* [Set problem A]: Count how many lines in the rows contain the string "tire", treating uppercase and lowercase as different. Reply with the number alone.

* [Passage provided]:
---------------

8. Best Supporting Actress: Penélope Cruz, Vicky Cristina Barcelona
This seemed like much more of a gimme a few months ago. Watching the film, you're convinced that one of Woody Allen's motivations was to showcase Cruz's role. She doesn't have a whole lot of screen time, but she dominates all of her scenes, and is the main subject of conversation among the other characters before she even appears. So her presence is felt throughout. Cruz has since been overshadowed by a bunch of December nominees, but is still the likely winner. According to others, Viola Davis of Doubt has an outside shot.
9. Best Original Screenplay: Dustin Lance Black, Milk
Two forces are at work here. Milk is very much a triumph of acting, editing, and directing. Not so much writing. But Black is becoming that rarest of birds, a screenwriter celebrity, for being a young, talented, and good-looking winner in the awards circuit. He, not Gus Van Sant or Sean Penn, has become the person most associated with this movie, a public face on a political hot button issue that remains relevant, especially in California. And Milk is the only Best Picture nominee in this category. (Despite all that, In Bruges would make a better winner.)
10. Best Picture: Slumdog Millionaire
Bottom line: it doesn't lead the field in nominations. The Curious Case of Benjamin Button did, and Milk has a better balance/ratio of nominees in the major and technical categories. So it's a favorite, but a very beatable one. Fox Searchlight's non-campaign for this movie (it's been using the same commercial since the film's release in November) is an unusual strategy, but I suppose all the previous awards the film has garnered speak loudly enough. If it does win, it's not without precedent: orphans (Oliver!), Indians (Gandhi), American-free casts (The Last Emperor), and very British productions (Chariots of Fire) could be considered the film's Best Picture spiritual forefathers.
A note about The Curious Case of Benjamin Button. I really believe this film was about 75 percent of the way toward being one of the greatest films ever made. But ultimately it fails from a sense of cinematic excess and director David Fincher's unwise choice to indulge screenwriter Eric Roth's preference for magical realism. So many brilliant moments gone to eventual waste. Had they tightened up the film, dropped the hummingbird, not added the Hurricane Katrina element, and focused more on Benjamin than Daisy at critical moments...

---------------

* [Raw data]:
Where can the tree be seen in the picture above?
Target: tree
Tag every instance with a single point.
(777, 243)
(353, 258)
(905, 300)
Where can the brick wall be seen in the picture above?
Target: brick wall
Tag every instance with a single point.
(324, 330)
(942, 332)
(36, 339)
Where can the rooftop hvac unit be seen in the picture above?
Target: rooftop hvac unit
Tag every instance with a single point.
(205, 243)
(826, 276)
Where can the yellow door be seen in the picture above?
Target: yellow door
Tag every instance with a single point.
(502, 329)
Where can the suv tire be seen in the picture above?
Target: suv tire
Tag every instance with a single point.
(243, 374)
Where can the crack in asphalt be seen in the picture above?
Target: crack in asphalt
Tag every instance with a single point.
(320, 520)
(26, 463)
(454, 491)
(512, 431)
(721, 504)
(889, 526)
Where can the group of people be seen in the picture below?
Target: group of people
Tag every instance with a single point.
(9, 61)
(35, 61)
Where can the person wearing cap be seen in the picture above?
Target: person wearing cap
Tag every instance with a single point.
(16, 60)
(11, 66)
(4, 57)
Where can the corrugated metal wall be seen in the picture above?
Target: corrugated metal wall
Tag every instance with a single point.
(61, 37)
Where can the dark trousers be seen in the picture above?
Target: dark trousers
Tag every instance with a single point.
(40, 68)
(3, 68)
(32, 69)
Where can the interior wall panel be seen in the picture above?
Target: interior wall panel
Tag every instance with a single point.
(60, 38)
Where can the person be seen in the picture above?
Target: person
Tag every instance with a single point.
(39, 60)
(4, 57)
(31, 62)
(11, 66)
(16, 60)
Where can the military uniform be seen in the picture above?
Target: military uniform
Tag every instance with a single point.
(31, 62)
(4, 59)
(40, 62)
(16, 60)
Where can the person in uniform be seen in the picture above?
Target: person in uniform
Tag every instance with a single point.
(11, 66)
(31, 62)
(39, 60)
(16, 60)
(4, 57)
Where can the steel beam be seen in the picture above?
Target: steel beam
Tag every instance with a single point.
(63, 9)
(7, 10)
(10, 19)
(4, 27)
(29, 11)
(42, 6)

---------------

* [Set problem B]:
Answer these questions from the Oscar predictions:
(i) Which actress, and from which film, is said to have an outside shot at Best Supporting Actress?
(ii) Which film does the writer say would make a better winner for Best Original Screenplay?
(iii) In what month was Slumdog Millionaire released, according to the note on Fox Searchlight's commercial?

* [Worked solution A]: 2

* [Worked solution B]:
(i) Viola Davis of Doubt
(ii) In Bruges
(iii) November